EXERCISE AIM: Convert only the items from the line containing "Labeling batch C. For the image above, tag the person" through the end of the items into a two-column CSV with the headers item_text and answer, one row per item. Put each item's text and its answer into one quoted field each, with line breaks replaced by spaces.

MATERIAL TO PROCESS:
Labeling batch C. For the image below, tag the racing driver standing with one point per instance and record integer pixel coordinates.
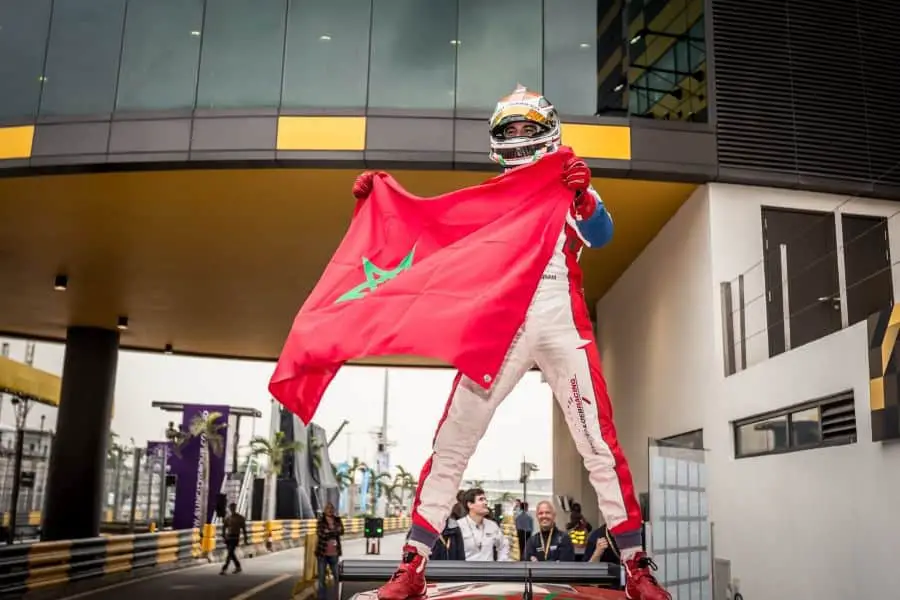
(557, 335)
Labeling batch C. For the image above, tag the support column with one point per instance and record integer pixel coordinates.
(72, 509)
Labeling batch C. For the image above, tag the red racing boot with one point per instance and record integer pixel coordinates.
(640, 584)
(408, 581)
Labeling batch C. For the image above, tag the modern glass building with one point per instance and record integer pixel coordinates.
(92, 60)
(187, 165)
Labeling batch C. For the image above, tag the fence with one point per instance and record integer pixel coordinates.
(40, 565)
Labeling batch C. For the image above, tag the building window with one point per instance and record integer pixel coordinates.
(666, 50)
(867, 263)
(803, 297)
(829, 421)
(692, 440)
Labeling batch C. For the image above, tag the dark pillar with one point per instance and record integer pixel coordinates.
(78, 461)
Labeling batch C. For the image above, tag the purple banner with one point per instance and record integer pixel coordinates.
(187, 468)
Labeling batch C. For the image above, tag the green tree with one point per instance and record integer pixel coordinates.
(273, 450)
(117, 455)
(355, 504)
(208, 432)
(377, 483)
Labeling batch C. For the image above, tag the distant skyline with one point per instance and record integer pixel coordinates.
(521, 426)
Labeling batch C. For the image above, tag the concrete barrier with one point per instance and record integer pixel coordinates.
(36, 566)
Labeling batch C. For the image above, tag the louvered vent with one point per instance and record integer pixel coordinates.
(838, 419)
(808, 87)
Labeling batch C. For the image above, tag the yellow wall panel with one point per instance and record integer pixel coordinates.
(15, 142)
(322, 133)
(598, 141)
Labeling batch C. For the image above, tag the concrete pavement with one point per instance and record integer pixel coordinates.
(267, 577)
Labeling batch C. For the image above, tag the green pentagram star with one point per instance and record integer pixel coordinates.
(376, 276)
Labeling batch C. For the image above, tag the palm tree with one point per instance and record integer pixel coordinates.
(353, 501)
(274, 451)
(208, 431)
(344, 482)
(390, 495)
(377, 481)
(406, 481)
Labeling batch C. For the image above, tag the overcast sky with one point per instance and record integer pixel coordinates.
(522, 424)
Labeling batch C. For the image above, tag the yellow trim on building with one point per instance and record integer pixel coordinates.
(321, 133)
(21, 380)
(598, 141)
(15, 142)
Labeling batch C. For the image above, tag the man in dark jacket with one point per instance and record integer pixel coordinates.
(329, 530)
(601, 547)
(233, 525)
(548, 544)
(450, 546)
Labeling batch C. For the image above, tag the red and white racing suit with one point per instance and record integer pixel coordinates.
(558, 336)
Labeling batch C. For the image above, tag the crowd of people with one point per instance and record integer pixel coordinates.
(473, 533)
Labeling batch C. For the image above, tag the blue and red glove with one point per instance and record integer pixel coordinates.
(577, 177)
(362, 187)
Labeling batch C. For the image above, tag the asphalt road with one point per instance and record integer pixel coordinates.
(267, 577)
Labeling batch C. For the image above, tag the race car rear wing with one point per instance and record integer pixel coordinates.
(379, 571)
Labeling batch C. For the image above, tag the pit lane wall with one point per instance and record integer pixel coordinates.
(663, 335)
(56, 566)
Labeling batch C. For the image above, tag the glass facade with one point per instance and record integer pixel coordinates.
(91, 58)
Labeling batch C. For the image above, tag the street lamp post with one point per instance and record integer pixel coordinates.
(527, 469)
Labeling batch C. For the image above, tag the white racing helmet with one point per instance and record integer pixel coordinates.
(529, 107)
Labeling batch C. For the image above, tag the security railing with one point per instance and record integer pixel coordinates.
(40, 565)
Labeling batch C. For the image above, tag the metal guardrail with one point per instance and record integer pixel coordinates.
(39, 565)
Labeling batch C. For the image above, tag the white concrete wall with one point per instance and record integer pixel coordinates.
(655, 334)
(810, 524)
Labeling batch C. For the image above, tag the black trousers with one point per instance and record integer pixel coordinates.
(231, 545)
(523, 536)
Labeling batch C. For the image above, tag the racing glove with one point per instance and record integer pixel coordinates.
(362, 187)
(576, 175)
(585, 205)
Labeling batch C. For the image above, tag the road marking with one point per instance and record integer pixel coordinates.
(131, 581)
(261, 587)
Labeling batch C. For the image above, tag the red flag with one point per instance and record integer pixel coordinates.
(449, 277)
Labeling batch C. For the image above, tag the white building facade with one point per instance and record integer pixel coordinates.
(801, 497)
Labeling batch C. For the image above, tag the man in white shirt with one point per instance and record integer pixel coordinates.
(481, 536)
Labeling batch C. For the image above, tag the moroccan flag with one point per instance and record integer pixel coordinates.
(449, 277)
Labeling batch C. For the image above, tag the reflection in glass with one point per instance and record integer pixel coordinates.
(23, 38)
(667, 57)
(327, 54)
(763, 436)
(83, 58)
(570, 55)
(611, 59)
(500, 45)
(805, 428)
(160, 55)
(243, 51)
(413, 59)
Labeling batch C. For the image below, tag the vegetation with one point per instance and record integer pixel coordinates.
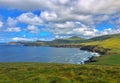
(58, 73)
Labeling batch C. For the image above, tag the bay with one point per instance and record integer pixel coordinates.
(20, 53)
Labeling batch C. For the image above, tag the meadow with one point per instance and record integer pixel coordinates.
(58, 73)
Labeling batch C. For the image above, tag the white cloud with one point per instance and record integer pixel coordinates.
(30, 18)
(48, 16)
(11, 21)
(1, 24)
(32, 29)
(21, 39)
(13, 29)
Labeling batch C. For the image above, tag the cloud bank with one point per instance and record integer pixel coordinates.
(65, 17)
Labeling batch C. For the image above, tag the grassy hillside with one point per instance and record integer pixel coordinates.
(109, 41)
(57, 73)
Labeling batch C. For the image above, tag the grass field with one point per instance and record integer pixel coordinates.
(58, 73)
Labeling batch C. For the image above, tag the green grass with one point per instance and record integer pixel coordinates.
(58, 73)
(111, 42)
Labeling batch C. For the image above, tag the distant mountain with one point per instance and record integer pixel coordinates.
(107, 41)
(70, 40)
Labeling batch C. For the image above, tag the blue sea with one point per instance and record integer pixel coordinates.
(20, 53)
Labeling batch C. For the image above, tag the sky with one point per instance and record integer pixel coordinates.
(31, 20)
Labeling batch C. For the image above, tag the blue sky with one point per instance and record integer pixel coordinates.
(40, 20)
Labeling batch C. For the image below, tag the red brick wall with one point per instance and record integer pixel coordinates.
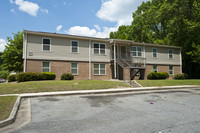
(60, 67)
(162, 68)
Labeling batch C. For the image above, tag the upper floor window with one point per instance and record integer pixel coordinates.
(99, 48)
(170, 53)
(46, 44)
(74, 68)
(99, 69)
(74, 47)
(171, 70)
(155, 52)
(136, 51)
(155, 68)
(45, 66)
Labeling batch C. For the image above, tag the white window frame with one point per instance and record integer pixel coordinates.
(99, 69)
(156, 68)
(169, 54)
(46, 44)
(137, 51)
(46, 67)
(74, 68)
(73, 46)
(99, 48)
(121, 51)
(154, 52)
(171, 70)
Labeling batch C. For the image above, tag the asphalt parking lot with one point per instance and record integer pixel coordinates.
(155, 112)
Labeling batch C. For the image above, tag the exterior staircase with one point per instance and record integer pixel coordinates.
(134, 64)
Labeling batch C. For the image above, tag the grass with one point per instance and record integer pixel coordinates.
(6, 105)
(149, 83)
(58, 85)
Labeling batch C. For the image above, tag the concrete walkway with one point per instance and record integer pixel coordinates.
(26, 104)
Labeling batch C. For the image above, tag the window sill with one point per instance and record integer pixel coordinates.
(99, 74)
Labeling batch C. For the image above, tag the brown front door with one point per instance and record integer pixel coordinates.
(123, 51)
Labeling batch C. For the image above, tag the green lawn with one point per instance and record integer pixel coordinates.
(6, 105)
(58, 85)
(149, 83)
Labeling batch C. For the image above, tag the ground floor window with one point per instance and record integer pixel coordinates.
(171, 70)
(74, 68)
(99, 69)
(45, 66)
(155, 68)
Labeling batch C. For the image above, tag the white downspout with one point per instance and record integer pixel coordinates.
(115, 70)
(25, 43)
(90, 60)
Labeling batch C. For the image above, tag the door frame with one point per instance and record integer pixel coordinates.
(121, 51)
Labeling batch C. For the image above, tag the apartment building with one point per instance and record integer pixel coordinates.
(97, 58)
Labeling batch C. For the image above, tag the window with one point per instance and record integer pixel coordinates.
(136, 51)
(74, 68)
(74, 47)
(171, 70)
(45, 66)
(99, 48)
(46, 44)
(155, 52)
(99, 69)
(155, 68)
(170, 52)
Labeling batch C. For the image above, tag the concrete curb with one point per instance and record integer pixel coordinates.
(12, 115)
(14, 111)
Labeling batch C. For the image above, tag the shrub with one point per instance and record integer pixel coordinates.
(4, 74)
(157, 75)
(11, 78)
(48, 76)
(67, 76)
(181, 76)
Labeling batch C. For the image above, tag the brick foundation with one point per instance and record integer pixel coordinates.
(162, 68)
(60, 67)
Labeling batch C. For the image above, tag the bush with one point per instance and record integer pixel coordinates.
(181, 76)
(34, 76)
(157, 75)
(11, 78)
(67, 76)
(4, 74)
(48, 76)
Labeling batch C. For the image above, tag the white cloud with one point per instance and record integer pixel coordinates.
(119, 11)
(85, 31)
(44, 11)
(2, 44)
(11, 1)
(13, 11)
(26, 6)
(58, 28)
(97, 27)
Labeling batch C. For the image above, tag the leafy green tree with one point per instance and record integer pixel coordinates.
(1, 61)
(4, 74)
(170, 22)
(12, 55)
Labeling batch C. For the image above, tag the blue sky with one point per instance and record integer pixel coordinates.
(95, 18)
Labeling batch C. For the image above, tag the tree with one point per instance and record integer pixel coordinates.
(1, 61)
(12, 55)
(170, 22)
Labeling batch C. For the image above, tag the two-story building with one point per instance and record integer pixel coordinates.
(97, 58)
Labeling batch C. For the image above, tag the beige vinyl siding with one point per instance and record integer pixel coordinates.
(163, 57)
(60, 50)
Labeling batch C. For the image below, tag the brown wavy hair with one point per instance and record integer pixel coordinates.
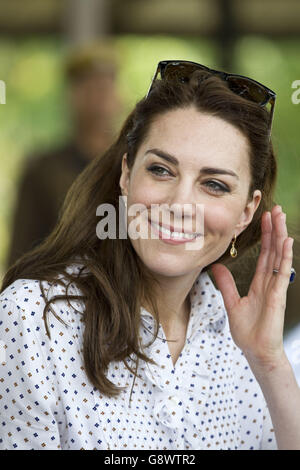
(117, 281)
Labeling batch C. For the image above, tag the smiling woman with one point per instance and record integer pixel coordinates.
(141, 351)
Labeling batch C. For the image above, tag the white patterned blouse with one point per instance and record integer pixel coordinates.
(209, 400)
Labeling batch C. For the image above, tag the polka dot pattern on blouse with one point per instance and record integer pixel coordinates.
(209, 400)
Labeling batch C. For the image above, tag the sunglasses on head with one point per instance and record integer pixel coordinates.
(245, 87)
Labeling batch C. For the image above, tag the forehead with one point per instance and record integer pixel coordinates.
(194, 137)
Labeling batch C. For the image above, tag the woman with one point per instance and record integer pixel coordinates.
(124, 342)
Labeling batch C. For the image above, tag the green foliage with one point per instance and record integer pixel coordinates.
(35, 116)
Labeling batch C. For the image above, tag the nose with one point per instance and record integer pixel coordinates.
(185, 208)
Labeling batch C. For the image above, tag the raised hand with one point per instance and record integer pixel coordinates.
(256, 321)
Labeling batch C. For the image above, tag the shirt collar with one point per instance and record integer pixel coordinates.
(207, 306)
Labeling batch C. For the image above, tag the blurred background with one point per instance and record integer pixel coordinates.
(73, 69)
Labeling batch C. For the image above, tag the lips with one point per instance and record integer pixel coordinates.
(174, 238)
(171, 228)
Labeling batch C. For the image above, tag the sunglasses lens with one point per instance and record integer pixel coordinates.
(179, 71)
(247, 89)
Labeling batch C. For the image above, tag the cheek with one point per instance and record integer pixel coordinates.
(142, 191)
(220, 219)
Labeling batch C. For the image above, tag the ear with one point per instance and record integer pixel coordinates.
(124, 179)
(248, 213)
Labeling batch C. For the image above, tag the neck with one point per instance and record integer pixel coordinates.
(173, 301)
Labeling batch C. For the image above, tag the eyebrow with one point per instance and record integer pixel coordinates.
(205, 170)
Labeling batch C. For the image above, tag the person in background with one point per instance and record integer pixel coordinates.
(91, 73)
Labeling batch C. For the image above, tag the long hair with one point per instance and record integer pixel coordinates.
(117, 281)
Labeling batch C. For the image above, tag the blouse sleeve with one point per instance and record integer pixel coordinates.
(28, 406)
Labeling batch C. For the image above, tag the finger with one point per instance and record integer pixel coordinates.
(262, 263)
(277, 218)
(282, 278)
(282, 234)
(266, 238)
(226, 284)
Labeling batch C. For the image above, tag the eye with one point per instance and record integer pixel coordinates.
(158, 170)
(216, 187)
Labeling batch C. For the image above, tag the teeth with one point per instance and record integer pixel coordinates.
(164, 230)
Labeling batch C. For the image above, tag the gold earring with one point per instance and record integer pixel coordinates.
(233, 250)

RESPONSE BELOW:
item_text,answer
"Labeling batch C. For the image above, tag the person in background with one point per instance and record integer pixel coordinates.","(91, 73)"
"Labeling batch C. For the image above, tag the long hair with one point per instance and record integer pixel coordinates.","(117, 281)"
"Labeling batch C. For the image above, tag the blouse sleeve with one point per instance and record integer pixel coordinates.","(28, 406)"
"Labeling batch C. For the image above, tag the finger with one point per instance and record integer pixel coordinates.","(262, 263) (277, 218) (282, 278) (282, 234) (266, 238) (226, 284)"
"Labeling batch C. For the image above, tag the eye with one point per instance and record integer pixel coordinates.","(158, 170) (216, 187)"
"Labeling batch C. For the image above, tag the teeth with one point per instance and record integer pixel coordinates.","(164, 230)"
"Labeling batch C. For the image above, tag the gold earring with one point per instance and record integer pixel coordinates.","(233, 250)"